(The input):
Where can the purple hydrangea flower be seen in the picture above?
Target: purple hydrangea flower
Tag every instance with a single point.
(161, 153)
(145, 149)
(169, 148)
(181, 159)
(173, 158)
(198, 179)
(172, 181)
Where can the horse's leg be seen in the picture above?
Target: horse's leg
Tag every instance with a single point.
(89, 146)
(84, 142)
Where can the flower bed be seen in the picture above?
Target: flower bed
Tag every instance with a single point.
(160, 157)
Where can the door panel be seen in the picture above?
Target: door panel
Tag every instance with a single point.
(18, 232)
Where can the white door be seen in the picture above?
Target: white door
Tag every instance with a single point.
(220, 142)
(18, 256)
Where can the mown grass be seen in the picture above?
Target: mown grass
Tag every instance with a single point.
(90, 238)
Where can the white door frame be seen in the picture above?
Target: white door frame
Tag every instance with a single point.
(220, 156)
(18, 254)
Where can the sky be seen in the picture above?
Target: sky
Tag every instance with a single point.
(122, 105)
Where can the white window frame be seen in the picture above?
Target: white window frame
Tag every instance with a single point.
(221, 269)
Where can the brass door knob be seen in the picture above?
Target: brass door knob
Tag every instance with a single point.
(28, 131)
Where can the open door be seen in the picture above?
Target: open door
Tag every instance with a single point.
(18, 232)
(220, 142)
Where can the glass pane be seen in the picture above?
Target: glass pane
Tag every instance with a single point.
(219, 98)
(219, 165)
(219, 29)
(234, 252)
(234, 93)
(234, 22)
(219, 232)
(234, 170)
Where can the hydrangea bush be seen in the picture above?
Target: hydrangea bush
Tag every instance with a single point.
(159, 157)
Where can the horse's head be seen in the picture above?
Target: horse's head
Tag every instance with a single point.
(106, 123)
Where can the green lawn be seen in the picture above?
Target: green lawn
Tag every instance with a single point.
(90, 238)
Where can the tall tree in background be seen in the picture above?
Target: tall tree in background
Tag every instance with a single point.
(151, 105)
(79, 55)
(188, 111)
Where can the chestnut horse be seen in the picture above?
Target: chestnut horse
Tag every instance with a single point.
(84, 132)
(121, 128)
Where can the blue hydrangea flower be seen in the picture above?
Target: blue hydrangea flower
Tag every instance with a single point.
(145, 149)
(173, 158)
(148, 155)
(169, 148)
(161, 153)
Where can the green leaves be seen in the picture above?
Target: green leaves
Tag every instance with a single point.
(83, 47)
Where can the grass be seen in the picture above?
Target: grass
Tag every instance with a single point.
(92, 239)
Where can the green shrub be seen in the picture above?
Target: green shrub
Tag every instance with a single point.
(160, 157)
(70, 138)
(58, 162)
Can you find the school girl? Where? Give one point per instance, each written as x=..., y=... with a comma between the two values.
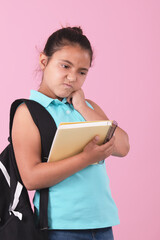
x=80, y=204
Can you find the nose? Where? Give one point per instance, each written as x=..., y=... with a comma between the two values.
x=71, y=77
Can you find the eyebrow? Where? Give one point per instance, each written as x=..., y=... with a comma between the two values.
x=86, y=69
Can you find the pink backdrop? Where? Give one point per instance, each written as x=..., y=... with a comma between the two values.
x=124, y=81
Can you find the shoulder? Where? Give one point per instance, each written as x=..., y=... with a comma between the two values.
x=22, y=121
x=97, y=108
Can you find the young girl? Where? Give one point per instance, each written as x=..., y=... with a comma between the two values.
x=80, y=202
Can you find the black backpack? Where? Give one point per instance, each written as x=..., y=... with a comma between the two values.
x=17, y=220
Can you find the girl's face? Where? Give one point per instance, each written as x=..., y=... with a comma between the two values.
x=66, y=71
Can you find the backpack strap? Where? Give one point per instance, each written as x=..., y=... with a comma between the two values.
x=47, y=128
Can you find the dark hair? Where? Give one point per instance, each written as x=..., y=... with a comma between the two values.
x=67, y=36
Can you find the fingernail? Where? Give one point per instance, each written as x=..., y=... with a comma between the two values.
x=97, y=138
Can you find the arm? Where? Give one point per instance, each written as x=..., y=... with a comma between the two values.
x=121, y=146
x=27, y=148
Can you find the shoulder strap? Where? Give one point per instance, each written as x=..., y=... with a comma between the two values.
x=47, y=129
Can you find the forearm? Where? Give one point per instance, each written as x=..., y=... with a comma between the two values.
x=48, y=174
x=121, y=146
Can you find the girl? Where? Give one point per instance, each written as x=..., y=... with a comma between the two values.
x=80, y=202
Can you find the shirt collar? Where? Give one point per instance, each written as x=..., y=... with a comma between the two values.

(Aim of the task):
Look above for the line that holds "Can you find the eyebrow?", then copy it and each line after it exactly, through the last line of the data.

(Final answer):
Can you find the eyebrow? Where? Give one point per instance, each written as x=..., y=... with a comma between the two values.
x=86, y=69
Can you find the pink backdrop? Where? Give one point per instance, each written as x=..., y=... with a comma between the two values.
x=124, y=81
Can you find the shoulder? Where? Give one point per instance, each written as x=..., y=... with a comma between the two values.
x=22, y=121
x=97, y=108
Can you find the young girl? Where? Give one point per instance, each written as x=..., y=... with a comma between the two values.
x=80, y=202
Can you find the black backpack? Where? Give one point per instance, each written as x=..., y=... with a comma between the two values.
x=17, y=220
Can you find the girl's face? Where? Give one point per instance, each written as x=..., y=... with a comma between the two values.
x=66, y=71
Can you find the backpack strap? Where? Give one point per instance, each written as x=..., y=... with a comma between the two values.
x=47, y=128
Can you find the dark hair? Where? Give one point per instance, each written as x=..., y=... with a comma between the two values.
x=67, y=36
Can you find the fingernail? Where? Give one point per instance, each written as x=..., y=... with a comma between the two values.
x=97, y=138
Can you find the arm? Where? Give one point per instance, each written as x=..., y=... with a comma between the two values.
x=121, y=146
x=27, y=148
Can you find the shoulder strap? Where? Give one point per instance, each written as x=..., y=... with a comma between the two values.
x=47, y=129
Can you find the forearm? Where? Give one point per instance, each written as x=..., y=... with a comma between the two values.
x=48, y=174
x=121, y=146
Can you find the girl? Where? Give one point per instance, each written as x=..., y=... with a comma between the two values.
x=80, y=202
Can you find the shirt collar? Where? Give one point per instance, each written as x=..., y=... with a comma between the two values.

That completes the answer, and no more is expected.